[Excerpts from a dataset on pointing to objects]
========
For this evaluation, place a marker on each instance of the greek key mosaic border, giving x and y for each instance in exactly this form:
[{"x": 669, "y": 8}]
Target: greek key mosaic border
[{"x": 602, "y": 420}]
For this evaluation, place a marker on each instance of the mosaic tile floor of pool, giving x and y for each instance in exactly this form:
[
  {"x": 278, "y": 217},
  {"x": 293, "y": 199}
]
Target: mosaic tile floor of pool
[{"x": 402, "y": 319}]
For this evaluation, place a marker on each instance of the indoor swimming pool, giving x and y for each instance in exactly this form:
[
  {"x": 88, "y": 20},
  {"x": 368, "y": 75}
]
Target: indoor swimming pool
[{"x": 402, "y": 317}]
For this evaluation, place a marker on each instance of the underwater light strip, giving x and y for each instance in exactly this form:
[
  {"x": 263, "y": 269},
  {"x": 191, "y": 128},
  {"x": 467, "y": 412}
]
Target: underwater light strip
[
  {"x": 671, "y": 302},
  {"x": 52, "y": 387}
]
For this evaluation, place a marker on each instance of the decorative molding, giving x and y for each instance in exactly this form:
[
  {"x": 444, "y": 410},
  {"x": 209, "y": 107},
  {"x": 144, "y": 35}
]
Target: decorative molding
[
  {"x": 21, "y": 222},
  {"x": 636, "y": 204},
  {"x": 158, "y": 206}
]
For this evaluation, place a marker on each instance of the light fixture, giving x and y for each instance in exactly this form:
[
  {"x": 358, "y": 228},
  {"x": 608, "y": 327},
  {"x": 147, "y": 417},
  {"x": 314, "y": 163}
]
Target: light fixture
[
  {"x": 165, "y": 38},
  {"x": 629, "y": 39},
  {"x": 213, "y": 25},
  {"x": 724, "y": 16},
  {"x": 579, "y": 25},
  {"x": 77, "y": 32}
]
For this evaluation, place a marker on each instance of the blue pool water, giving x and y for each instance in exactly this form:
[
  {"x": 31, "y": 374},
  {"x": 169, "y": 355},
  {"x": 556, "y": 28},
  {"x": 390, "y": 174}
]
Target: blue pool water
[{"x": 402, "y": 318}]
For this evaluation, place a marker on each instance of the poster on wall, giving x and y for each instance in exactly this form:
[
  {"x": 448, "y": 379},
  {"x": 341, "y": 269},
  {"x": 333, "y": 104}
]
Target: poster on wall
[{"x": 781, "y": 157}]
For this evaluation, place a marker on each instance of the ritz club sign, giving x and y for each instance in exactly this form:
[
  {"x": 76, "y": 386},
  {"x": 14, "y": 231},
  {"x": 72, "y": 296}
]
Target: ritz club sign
========
- **Set problem**
Reproduce all of the records above verbatim, line for line.

- **Finished task**
For this evaluation, place a marker on each instance of the greek key mosaic border, giving x and y for each instance in exactly this form:
[{"x": 669, "y": 8}]
Target: greek key mosaic border
[{"x": 602, "y": 420}]
For this evaluation, place a marker on each instance of the mosaic tile floor of pool, giving x and y for each instance in exactly this form:
[
  {"x": 278, "y": 217},
  {"x": 293, "y": 199}
]
Target: mosaic tile floor of pool
[{"x": 402, "y": 319}]
For this evaluation, place a marker on each instance of the indoor swimming pool, giving x and y for each instance in exactly this form:
[
  {"x": 88, "y": 20},
  {"x": 368, "y": 75}
]
Target: indoor swimming pool
[{"x": 402, "y": 317}]
For this evaluation, place a marker on each instance of the underwater light strip, giving x and y for each instance in exactly this form:
[
  {"x": 263, "y": 269},
  {"x": 191, "y": 128},
  {"x": 467, "y": 412}
]
Target: underwater light strip
[
  {"x": 671, "y": 302},
  {"x": 52, "y": 387}
]
For this evaluation, place a marker on each instance of the decorative molding, giving x and y for each instance in exactly this form:
[
  {"x": 444, "y": 410},
  {"x": 209, "y": 107},
  {"x": 144, "y": 35}
]
Target: decorative molding
[
  {"x": 21, "y": 222},
  {"x": 636, "y": 204},
  {"x": 158, "y": 206}
]
For this evaluation, place a marker on each instance of the light fixture, giving x and y for each instance in exactly this form:
[
  {"x": 358, "y": 228},
  {"x": 608, "y": 327},
  {"x": 147, "y": 417},
  {"x": 314, "y": 163}
]
Target: light fixture
[
  {"x": 165, "y": 38},
  {"x": 629, "y": 39},
  {"x": 213, "y": 25},
  {"x": 724, "y": 16},
  {"x": 579, "y": 25},
  {"x": 77, "y": 32}
]
For this evaluation, place a marker on each instance of the blue pool water, giving x and y for each instance in exactly this form:
[
  {"x": 31, "y": 374},
  {"x": 169, "y": 355},
  {"x": 556, "y": 28},
  {"x": 390, "y": 174}
]
Target: blue pool water
[{"x": 402, "y": 318}]
For this evaluation, place a marker on each instance of the poster on wall, giving x and y for each instance in exactly this form:
[
  {"x": 448, "y": 379},
  {"x": 341, "y": 269},
  {"x": 333, "y": 104}
]
Target: poster on wall
[{"x": 781, "y": 157}]
For this evaluation, place a marker on each instance of the ritz club sign, giving x and y for each instance in exactly this form:
[
  {"x": 76, "y": 386},
  {"x": 14, "y": 231},
  {"x": 72, "y": 296}
]
Target: ritz club sign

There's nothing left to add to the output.